DIRECTIONS: Reproduce every one of the entries below, substituting "WKT notation" for each occurrence of "well-known text" and leaving everything else unchanged.

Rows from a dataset
┄┄┄┄┄┄┄┄┄┄┄┄┄┄┄┄┄┄┄┄

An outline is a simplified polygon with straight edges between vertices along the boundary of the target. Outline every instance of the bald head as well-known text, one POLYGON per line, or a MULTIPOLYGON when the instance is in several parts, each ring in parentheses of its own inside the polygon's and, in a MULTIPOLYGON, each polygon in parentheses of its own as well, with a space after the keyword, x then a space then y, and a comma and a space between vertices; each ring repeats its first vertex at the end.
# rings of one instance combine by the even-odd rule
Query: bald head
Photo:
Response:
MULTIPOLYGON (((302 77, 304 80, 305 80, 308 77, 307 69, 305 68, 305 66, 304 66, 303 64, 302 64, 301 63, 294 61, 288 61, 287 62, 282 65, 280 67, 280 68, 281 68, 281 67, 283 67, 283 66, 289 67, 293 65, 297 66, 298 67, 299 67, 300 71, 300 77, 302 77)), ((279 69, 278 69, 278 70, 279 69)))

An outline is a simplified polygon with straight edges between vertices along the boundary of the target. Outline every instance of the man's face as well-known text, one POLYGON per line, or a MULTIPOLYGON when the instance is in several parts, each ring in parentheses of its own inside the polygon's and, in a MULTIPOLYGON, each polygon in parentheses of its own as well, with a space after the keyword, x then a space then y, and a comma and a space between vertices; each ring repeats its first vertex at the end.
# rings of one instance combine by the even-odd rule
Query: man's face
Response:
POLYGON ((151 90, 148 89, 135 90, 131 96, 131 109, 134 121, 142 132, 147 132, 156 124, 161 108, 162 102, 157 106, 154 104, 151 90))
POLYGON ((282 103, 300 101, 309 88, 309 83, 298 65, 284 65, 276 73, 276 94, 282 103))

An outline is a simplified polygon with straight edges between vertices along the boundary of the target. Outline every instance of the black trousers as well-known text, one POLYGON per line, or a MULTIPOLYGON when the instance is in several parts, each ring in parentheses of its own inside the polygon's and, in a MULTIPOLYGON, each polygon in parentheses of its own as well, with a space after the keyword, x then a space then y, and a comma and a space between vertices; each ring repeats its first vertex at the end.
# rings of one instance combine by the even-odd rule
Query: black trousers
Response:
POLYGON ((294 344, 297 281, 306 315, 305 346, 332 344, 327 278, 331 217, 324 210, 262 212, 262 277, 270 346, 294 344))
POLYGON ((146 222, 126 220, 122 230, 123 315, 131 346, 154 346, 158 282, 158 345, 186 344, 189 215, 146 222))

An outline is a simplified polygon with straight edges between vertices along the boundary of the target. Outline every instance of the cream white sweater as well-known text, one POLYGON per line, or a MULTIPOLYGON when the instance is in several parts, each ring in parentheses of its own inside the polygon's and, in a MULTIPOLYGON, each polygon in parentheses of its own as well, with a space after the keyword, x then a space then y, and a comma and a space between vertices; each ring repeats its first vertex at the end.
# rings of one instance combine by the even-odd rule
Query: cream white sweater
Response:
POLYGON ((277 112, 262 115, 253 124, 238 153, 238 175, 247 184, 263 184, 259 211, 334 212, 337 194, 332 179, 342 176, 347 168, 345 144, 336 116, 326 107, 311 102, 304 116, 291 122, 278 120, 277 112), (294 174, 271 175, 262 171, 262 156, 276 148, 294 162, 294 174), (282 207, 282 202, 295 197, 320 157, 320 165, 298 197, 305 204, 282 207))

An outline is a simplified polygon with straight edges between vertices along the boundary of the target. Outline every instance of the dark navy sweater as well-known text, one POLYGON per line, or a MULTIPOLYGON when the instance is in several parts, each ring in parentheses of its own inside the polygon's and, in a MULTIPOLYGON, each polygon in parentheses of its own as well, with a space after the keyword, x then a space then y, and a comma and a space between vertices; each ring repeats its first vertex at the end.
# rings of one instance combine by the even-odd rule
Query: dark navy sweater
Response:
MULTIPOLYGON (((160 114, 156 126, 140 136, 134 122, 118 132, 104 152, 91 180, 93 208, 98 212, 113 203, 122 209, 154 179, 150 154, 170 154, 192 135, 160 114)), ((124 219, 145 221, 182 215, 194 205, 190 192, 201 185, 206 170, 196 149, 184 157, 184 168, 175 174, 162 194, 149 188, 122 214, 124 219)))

┄┄┄┄┄┄┄┄┄┄┄┄┄┄┄┄┄┄┄┄

EXERCISE RESULT:
An outline is a simplified polygon with straight edges between vertices along the boundary of the target. Outline every instance of the bald head as WKT notation, one POLYGON per line, or a MULTIPOLYGON when the instance is in several parts, each ring in parentheses of its own inside the polygon's and, in a MULTIPOLYGON, each polygon in parentheses of its own as well, with a space after the keyword, x then a space then y, and a comma and a space between vertices; each ring repeats its first vertex at the end.
# rings of one instance combine by the even-odd rule
Query: bald head
Photo:
Response:
MULTIPOLYGON (((302 77, 304 80, 305 80, 308 77, 307 69, 305 68, 305 66, 304 66, 303 64, 302 64, 301 63, 294 61, 288 61, 287 62, 282 65, 280 67, 280 68, 281 68, 281 67, 283 67, 283 66, 289 67, 293 65, 297 66, 298 67, 299 67, 300 71, 300 77, 302 77)), ((279 69, 278 69, 278 70, 279 69)))

An outline is a simplified polygon with straight edges between vertices along the boundary of the target. Outline every instance of the man's face as WKT notation, one POLYGON per line, or a MULTIPOLYGON when the instance is in several parts, each ring in parentheses of its own inside the polygon's and, in a MULTIPOLYGON, each polygon in parentheses of its own as well, with a space after the keyword, x then a space then y, and a comma and a space between vertices; each ring repeats its first vertex at the end.
# rings of one instance combine by the even-odd rule
Query: man's face
Response:
POLYGON ((151 90, 148 89, 135 90, 131 96, 131 109, 134 121, 142 132, 147 132, 156 124, 161 108, 162 102, 157 106, 154 104, 151 90))
POLYGON ((282 103, 300 101, 309 88, 309 83, 298 65, 284 65, 276 73, 276 94, 282 103))

An outline is a simplified polygon with straight edges between vertices along the boundary of the target. Outline every instance of the black trousers as WKT notation, one POLYGON per line, or a MULTIPOLYGON when the instance is in several parts, each ring in parentheses of its own inside the polygon's and, in a MULTIPOLYGON, each polygon in parentheses of its own as well, with a space after the keyword, x then a space then y, and a comma and a space between vertices; each ring repeats its first vertex at the end.
# rings of one instance combine by the even-odd rule
Query: black trousers
Response:
POLYGON ((294 344, 297 281, 306 315, 305 346, 332 344, 327 278, 331 217, 324 210, 262 212, 262 277, 270 346, 294 344))
POLYGON ((146 222, 126 220, 122 230, 123 315, 131 346, 154 346, 158 282, 158 345, 186 344, 189 215, 146 222))

An outline is a simplified polygon with straight edges between vertices along the boundary of the target. Outline every instance of the cream white sweater as WKT notation, one POLYGON per line, or a MULTIPOLYGON when the instance is in several parts, each ring in parentheses of its own inside the polygon's and, in a MULTIPOLYGON, each polygon in parentheses of its own as well, with a space after the keyword, x then a space then y, and a comma and a space between vertices; each ring repeats its first vertex at the end.
# rings of one instance combine by the even-odd rule
Query: cream white sweater
Response:
POLYGON ((277 112, 262 115, 253 124, 238 153, 238 175, 247 184, 263 184, 259 211, 334 212, 337 194, 332 179, 342 176, 347 168, 345 144, 336 116, 326 107, 311 102, 304 116, 291 122, 278 120, 277 112), (294 174, 271 175, 262 171, 262 156, 276 148, 294 162, 294 174), (282 207, 282 202, 295 197, 320 157, 320 165, 298 197, 305 204, 282 207))

An outline is a simplified polygon with straight edges between vertices along the boundary of the target. Outline every instance of the dark navy sweater as WKT notation, one POLYGON per line, or a MULTIPOLYGON when the instance is in several parts, each ring in parentheses of its own inside the polygon's and, in a MULTIPOLYGON, each polygon in parentheses of its own as well, with a space after the keyword, x then a space then y, and a comma and a space between vertices; each ring repeats its first vertex at the end.
# rings of one instance combine by the even-odd rule
Query: dark navy sweater
Response:
MULTIPOLYGON (((160 114, 156 126, 140 136, 134 122, 118 132, 104 152, 91 180, 93 208, 98 212, 113 203, 122 209, 154 179, 150 154, 170 154, 192 135, 160 114)), ((124 219, 145 221, 182 215, 194 205, 190 192, 201 185, 206 170, 196 149, 184 157, 184 168, 175 174, 162 194, 149 188, 122 214, 124 219)))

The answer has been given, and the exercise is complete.